#### TASK BRIEF
From the line containing "Phrase: road marking" down to the last line of the records below, give every line again without any change.

#### RECORDS FOR THIS TASK

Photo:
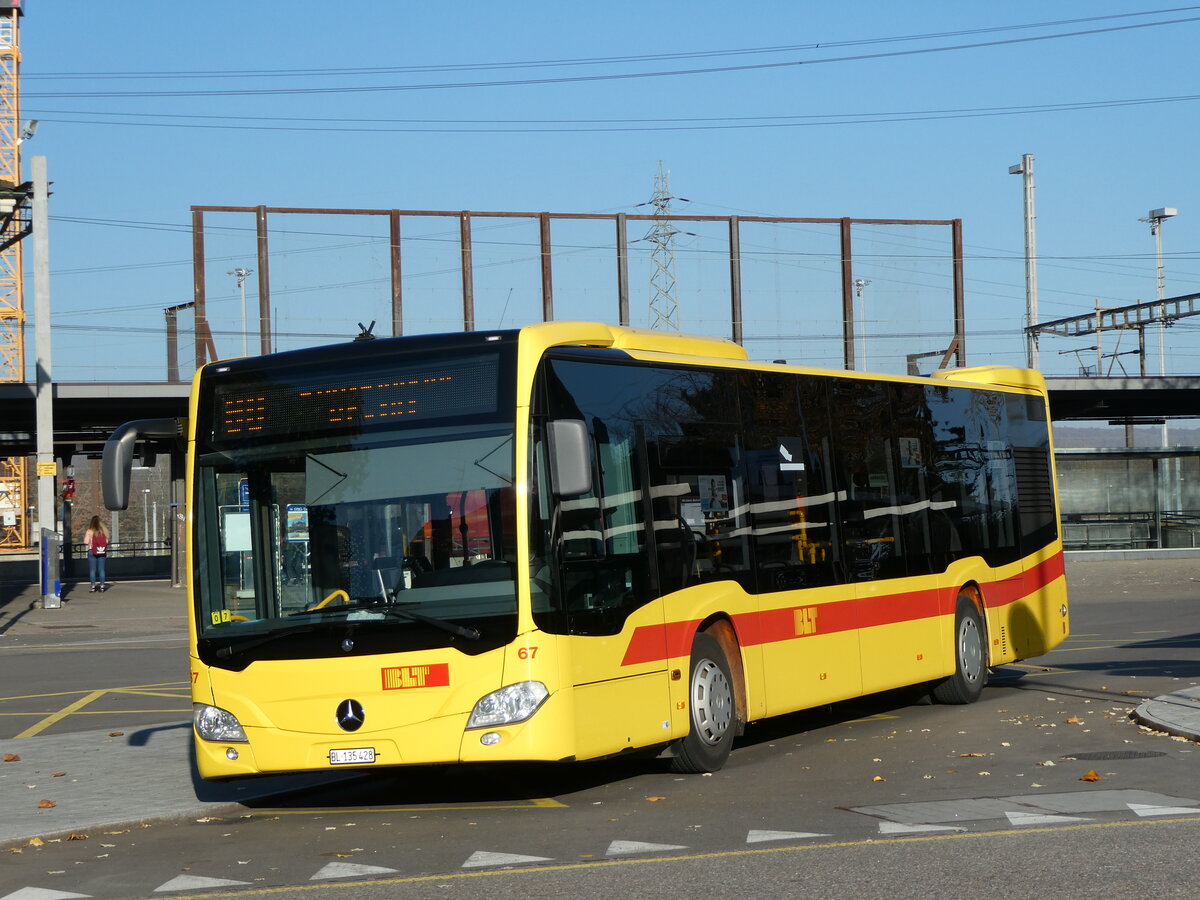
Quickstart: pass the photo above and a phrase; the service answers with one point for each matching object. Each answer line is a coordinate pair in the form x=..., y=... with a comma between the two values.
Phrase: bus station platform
x=120, y=777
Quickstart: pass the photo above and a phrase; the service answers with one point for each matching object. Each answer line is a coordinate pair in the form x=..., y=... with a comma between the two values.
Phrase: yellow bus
x=573, y=540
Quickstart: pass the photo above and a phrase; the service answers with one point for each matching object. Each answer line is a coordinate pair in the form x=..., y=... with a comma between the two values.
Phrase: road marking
x=93, y=645
x=623, y=847
x=755, y=837
x=103, y=712
x=537, y=803
x=77, y=707
x=36, y=729
x=1026, y=819
x=875, y=840
x=197, y=882
x=483, y=857
x=180, y=685
x=903, y=828
x=351, y=870
x=1145, y=810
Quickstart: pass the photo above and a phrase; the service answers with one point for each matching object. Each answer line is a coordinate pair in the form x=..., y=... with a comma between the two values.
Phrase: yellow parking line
x=537, y=803
x=59, y=715
x=101, y=712
x=180, y=685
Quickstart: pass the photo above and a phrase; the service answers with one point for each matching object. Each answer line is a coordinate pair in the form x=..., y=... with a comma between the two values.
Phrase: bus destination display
x=277, y=405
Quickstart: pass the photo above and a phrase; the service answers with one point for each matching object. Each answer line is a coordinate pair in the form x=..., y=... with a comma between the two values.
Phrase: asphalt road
x=1044, y=786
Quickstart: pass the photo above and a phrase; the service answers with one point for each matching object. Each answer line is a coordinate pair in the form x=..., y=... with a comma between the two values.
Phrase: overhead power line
x=611, y=76
x=467, y=126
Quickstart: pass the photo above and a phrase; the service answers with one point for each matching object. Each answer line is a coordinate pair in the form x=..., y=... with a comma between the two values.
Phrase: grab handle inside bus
x=570, y=457
x=118, y=460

#### ANSWER TO THE EXERCISE
Phrase: road marking
x=93, y=645
x=623, y=847
x=755, y=837
x=103, y=712
x=537, y=803
x=77, y=707
x=36, y=729
x=1026, y=819
x=875, y=840
x=197, y=882
x=483, y=857
x=180, y=685
x=903, y=828
x=351, y=870
x=1145, y=810
Quickstart: pass the photo above and a phrase; the service answers with one point for each matching object. Each answer line is a coordinate pair in the form x=..., y=... with a comma between the two values.
Phrase: yellow parking line
x=537, y=803
x=59, y=715
x=101, y=712
x=180, y=685
Quickstart: pass the photo above and a phrase; the service answers with one point for each matching object. Each answer line is a coordinate pair in the form x=..., y=... with a comma between the two values.
Phrase: bus destination display
x=277, y=405
Quickstart: pass the photo above and a phrase; the service answers with one point for each matching object. Each answer line is a coordinate pair in the form x=..., y=... with a comma between the two values.
Phrase: asphalt road
x=1044, y=786
Quickstart: pass the photo above and a phrase; the service answers with one point for each matching object. Each answer line is a coordinate pair in the form x=..., y=... with a comma between the two values.
Phrase: overhead power line
x=611, y=76
x=467, y=126
Quickstart: pass the photo above and a phrase; the service answers with one point for each matching object. Each answer line is a coordinate pair in the form x=..., y=... with a comma between the two values.
Phrase: grab handle inside bus
x=570, y=457
x=118, y=460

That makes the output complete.